→ **Kaynak metin**
-*-*-

‘Biz’
18 Yıl Önce Güncellendi
2009-08-26 12:34:00
Sevgili Devrim Sevimay’ın Hülya Avşar’la yaptığı ve Milliyet’te iki gün boyunca yayımlanan röportajı hâlâ okumayan varsa şiddetle tavsiye ederim, dönüp dün ve önceki günkü gazeteye baksınlar.
Bu ülkenin büyük meselelerinin kişisel hayatlarımıza gizli ve açık trajediler halinde nasıl nüfuz ettiğinin bir belgesidir o röportaj.
Hülya Avşar’ın ta kalbinin içinden, hayatının arka odalarından söz ettiği röportaj bu ülkede, Kürt siyaseti içinde olmadan, olamadan Kürt olmanın ne demek olduğunu anlatıyordu. Ve güzel anlatıyordu.
Röportajın en önemli ayrıntılarından biri, Devrim’in, Hülya Avşar’ın sık sık ‘biz’ diye cümle kurması üzerine, son derece isabetli bir biçimde, parantez içinde yazdığı şu ayrıntıydı:
“Arada sırada geçen bu ‘bizimkiler’ sözü aslında bu söyleşinin öznesi; Avşar bu kelimeyi bazen Kürtler için kullanıyor, bazen Türkler için ve her seferinde de bunu hiç farkında olmadan yapıyor.”
Tereyağı-zeytinyağı
Türkiye’de Kürt siyaseti içinde yer almayan, alamayan, almak istemeyen ya da kimlik üzerinden yaşanan ayrışmayı reddetmiş birçok insan bu meseleyi böyle yaşıyor.
‘Biz’ derken bir çok ‘biz’den bahsediyor. Biz derken bir çok ‘biz’den bahsediyor olarak kalmak istiyor.
Elbette konunun siyasi boyutu hiç de böyle naif değil ama insanlar, Kürt-Türk meselesiyle ilgili olarak kişisel hayatlarında böyle bir konforlu alanda yaşamak istiyorlar.
Avşar’ın yaptığı gibi ‘ayrılma’ meselesi gündeme geldiğinde “Başlarım çarkınıza...” diye küfretmek, meseleyi ‘tereyağı-zeytinyağı birleşimi’ kadar yalın bir biçimde yaşamak istiyor.
İnsanlar, isimlerinin, babasının anasının isminin, hikâyelerinin, masallarının ve türkülerinin Meclis’te, meydanlarda, siyasi tartışmalarda mesele haline gelen katır kutur hadiseler değil, kişisel, güzel, zengin hikâyeler olarak yaşamak istiyorlar.

-*-*-

→ **Yapılacak görevler**
a. Kaynak metinde "Hülya Avşar’ın ta" ifadesini içeren sözcüklerle açılıp "Ve güzel anlatıyordu." ile kapanan bölümü harfi harfine yazdırın.
b. Kaynak metne dayanarak şu soruları yanıtlayın:
(i) Devrim Sevimay'ın Hülya Avşar'la yaptığı röportaj hangi gazetede, kaç gün boyunca yayımlandı?
(ii) Sevimay'ın parantez içindeki notuna göre Avşar "bizimkiler" sözünü kimler için kullanıyor?
(iii) İnsanlar meseleyi hangi birleşim kadar yalın bir biçimde yaşamak istiyor?
c. Kaynak metne göre Devrim Sevimay parantez içindeki notu hangi durum üzerine yazdı? Bir ile üç cümle arasında açıklayın.
Bundan sonra gelen malzeme, kaynak metinden ayrı bir içeriktir.

(Bölge segmentasyon verileri)

-*-*-

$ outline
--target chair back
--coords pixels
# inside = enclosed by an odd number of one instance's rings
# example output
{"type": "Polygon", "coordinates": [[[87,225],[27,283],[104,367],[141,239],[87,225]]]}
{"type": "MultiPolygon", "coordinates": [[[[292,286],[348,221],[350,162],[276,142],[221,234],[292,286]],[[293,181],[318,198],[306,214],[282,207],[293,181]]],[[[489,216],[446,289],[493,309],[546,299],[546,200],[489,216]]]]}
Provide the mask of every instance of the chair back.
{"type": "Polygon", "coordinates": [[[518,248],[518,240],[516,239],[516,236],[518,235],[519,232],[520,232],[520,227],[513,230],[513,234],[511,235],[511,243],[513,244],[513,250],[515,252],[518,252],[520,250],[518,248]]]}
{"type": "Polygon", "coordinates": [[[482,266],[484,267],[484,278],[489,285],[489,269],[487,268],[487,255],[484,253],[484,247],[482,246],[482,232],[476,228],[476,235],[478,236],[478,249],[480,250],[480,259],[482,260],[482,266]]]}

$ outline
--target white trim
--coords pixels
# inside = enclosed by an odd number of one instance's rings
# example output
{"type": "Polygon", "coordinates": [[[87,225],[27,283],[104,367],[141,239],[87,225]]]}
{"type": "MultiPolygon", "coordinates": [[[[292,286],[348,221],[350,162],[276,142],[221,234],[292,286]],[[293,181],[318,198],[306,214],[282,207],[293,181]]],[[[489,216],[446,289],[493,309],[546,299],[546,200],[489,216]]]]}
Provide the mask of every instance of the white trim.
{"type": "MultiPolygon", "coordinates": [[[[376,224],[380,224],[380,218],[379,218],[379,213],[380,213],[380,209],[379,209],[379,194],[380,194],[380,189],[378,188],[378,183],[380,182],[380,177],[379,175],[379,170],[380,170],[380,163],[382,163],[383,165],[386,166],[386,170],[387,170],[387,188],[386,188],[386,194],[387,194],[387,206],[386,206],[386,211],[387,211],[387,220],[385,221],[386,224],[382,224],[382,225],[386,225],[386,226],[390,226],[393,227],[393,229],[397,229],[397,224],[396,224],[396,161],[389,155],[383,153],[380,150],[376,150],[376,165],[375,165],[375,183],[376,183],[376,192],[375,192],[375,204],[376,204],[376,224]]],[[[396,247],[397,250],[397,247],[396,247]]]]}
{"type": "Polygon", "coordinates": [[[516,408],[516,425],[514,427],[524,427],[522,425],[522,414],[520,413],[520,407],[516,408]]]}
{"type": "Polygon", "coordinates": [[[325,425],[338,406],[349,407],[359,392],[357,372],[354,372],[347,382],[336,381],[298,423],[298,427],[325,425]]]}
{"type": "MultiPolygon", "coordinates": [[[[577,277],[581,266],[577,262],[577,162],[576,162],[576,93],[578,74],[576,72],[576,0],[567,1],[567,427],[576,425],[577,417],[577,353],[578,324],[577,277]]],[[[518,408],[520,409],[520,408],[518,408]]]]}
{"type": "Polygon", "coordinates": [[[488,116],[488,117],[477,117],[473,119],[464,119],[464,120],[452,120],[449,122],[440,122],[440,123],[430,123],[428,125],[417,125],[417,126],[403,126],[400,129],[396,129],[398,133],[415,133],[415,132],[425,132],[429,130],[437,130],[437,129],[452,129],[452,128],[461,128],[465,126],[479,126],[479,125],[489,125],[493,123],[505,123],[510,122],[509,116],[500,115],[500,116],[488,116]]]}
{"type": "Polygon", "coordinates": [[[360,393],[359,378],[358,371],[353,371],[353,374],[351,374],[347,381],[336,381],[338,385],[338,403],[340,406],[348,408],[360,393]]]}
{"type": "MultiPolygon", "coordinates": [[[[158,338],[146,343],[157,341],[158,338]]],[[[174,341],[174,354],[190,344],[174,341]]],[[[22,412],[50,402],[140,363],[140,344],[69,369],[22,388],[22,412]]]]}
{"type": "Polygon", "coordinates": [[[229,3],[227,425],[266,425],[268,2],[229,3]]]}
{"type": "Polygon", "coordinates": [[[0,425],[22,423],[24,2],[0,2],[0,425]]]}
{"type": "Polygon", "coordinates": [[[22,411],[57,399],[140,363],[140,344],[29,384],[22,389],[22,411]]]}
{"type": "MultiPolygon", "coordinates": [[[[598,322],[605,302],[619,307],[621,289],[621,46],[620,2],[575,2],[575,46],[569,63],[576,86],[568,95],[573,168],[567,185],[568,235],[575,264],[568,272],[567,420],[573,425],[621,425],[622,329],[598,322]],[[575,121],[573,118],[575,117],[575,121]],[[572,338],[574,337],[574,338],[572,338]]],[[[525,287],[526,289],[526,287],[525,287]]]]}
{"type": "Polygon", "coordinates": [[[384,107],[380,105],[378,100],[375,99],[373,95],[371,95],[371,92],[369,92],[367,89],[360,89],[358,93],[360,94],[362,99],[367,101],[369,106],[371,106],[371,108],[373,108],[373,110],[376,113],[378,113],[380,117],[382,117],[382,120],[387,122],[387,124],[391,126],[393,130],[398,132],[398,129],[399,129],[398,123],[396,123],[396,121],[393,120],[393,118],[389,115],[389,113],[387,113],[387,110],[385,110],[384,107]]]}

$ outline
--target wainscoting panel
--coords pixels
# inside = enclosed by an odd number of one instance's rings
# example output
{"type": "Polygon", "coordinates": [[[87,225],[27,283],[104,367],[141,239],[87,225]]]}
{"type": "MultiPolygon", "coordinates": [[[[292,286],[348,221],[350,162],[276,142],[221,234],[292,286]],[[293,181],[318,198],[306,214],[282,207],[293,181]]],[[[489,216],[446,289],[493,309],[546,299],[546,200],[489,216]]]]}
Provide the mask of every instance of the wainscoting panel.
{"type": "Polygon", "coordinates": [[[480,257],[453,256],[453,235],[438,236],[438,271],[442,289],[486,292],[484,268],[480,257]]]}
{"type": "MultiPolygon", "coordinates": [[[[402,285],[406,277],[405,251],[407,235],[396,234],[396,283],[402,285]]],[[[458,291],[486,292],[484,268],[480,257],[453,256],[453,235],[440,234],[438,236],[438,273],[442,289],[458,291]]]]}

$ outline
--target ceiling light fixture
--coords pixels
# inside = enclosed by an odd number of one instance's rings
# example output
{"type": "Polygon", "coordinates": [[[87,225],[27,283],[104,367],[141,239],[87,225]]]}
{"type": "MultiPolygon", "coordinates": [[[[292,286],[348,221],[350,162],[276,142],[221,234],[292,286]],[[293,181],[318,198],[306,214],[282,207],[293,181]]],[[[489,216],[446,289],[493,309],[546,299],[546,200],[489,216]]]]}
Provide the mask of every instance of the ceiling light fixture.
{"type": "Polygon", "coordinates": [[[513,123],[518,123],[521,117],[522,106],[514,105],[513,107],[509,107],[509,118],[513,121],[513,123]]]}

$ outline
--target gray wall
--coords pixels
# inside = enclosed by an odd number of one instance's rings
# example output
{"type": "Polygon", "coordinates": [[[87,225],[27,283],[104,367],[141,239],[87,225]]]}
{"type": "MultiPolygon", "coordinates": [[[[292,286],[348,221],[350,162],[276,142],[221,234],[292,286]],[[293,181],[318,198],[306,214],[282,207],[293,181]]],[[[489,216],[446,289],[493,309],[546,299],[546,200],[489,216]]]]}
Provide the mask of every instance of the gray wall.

-*-*-

→ **Görev çıktıları**
a.
Hülya Avşar’ın ta kalbinin içinden, hayatının arka odalarından söz ettiği röportaj bu ülkede, Kürt siyaseti içinde olmadan, olamadan Kürt olmanın ne demek olduğunu anlatıyordu. Ve güzel anlatıyordu.

b.
(i) Milliyet'te, iki gün boyunca.
(ii) Bazen Kürtler, bazen de Türkler için.
(iii) Tereyağı-zeytinyağı birleşimi kadar.

c. Sevimay bu notu, Hülya Avşar'ın röportajda sık sık "biz" diye cümle kurması üzerine yazdı. Notta bu "bizimkiler" sözünün söyleşinin öznesi olduğunu belirtiyor. Ayrıca Avşar'ın bu kelimeyi hiç farkında olmadan bazen Kürtler, bazen Türkler için kullandığını yazıyor.